◆ Challenge: Identify every line of the data below that contains the string "trunk", and copy each such line in full. Matching is case-sensitive.

◆ ◆ ◆ ◆

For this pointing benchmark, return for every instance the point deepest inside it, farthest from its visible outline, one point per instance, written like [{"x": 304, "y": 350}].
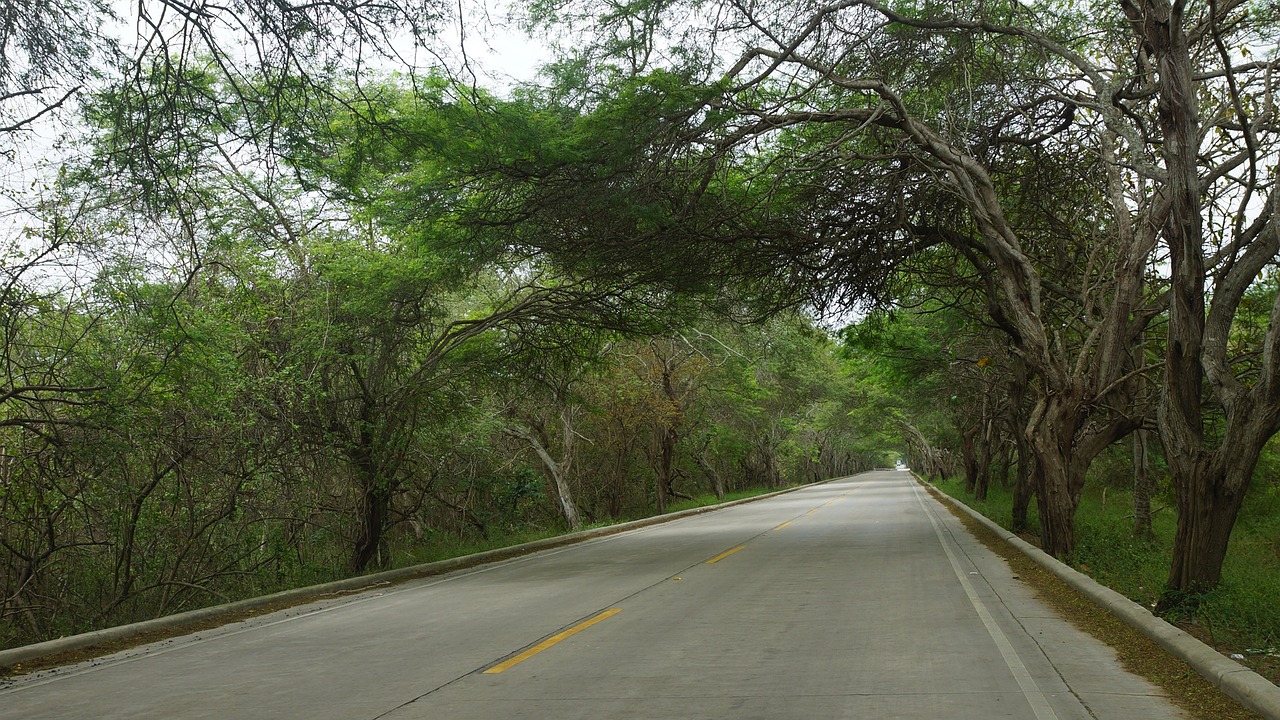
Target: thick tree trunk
[
  {"x": 374, "y": 511},
  {"x": 714, "y": 477},
  {"x": 1024, "y": 487},
  {"x": 1207, "y": 506},
  {"x": 1057, "y": 499},
  {"x": 983, "y": 477},
  {"x": 1141, "y": 486},
  {"x": 969, "y": 456},
  {"x": 556, "y": 472}
]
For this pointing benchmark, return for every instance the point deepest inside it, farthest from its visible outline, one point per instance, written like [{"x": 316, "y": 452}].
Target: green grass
[
  {"x": 447, "y": 546},
  {"x": 1240, "y": 615}
]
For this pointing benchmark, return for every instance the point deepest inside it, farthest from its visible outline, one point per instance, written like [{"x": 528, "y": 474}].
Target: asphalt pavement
[{"x": 859, "y": 598}]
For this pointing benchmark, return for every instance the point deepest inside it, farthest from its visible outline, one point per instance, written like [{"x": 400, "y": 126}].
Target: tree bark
[{"x": 1141, "y": 486}]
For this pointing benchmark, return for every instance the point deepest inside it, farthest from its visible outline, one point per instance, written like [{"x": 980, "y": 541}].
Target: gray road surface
[{"x": 858, "y": 598}]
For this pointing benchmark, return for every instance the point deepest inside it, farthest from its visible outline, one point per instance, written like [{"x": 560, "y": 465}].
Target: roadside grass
[
  {"x": 1239, "y": 618},
  {"x": 437, "y": 547},
  {"x": 447, "y": 546}
]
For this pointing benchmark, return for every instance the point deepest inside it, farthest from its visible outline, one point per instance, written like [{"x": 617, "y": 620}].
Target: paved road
[{"x": 858, "y": 598}]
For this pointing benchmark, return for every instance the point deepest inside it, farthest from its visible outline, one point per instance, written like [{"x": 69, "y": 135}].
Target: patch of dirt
[{"x": 1136, "y": 651}]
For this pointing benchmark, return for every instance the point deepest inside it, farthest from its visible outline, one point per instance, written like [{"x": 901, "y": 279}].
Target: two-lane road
[{"x": 856, "y": 598}]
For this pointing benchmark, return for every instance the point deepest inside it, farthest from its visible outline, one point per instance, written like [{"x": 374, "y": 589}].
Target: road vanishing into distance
[{"x": 862, "y": 598}]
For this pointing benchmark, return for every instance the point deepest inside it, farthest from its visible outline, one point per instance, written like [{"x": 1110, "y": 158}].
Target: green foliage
[{"x": 1238, "y": 615}]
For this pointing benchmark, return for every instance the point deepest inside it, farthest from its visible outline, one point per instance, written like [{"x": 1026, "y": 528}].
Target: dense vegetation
[{"x": 293, "y": 295}]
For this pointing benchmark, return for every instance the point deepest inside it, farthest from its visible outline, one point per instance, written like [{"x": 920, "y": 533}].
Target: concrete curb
[
  {"x": 13, "y": 656},
  {"x": 1244, "y": 686}
]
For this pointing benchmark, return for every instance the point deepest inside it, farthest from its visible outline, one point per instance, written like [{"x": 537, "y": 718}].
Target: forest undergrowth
[{"x": 1238, "y": 618}]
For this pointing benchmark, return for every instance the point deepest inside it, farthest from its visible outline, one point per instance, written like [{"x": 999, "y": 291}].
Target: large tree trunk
[
  {"x": 556, "y": 472},
  {"x": 1057, "y": 497},
  {"x": 375, "y": 497},
  {"x": 969, "y": 456},
  {"x": 984, "y": 451},
  {"x": 375, "y": 501},
  {"x": 1024, "y": 487},
  {"x": 1211, "y": 488},
  {"x": 712, "y": 474},
  {"x": 1141, "y": 486},
  {"x": 1064, "y": 454},
  {"x": 1207, "y": 506}
]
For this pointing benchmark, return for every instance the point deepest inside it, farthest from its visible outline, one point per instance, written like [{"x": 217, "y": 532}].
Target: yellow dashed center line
[
  {"x": 508, "y": 664},
  {"x": 723, "y": 555}
]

◆ ◆ ◆ ◆

◆ Full response:
Target: thick tree trunk
Target: large tree trunk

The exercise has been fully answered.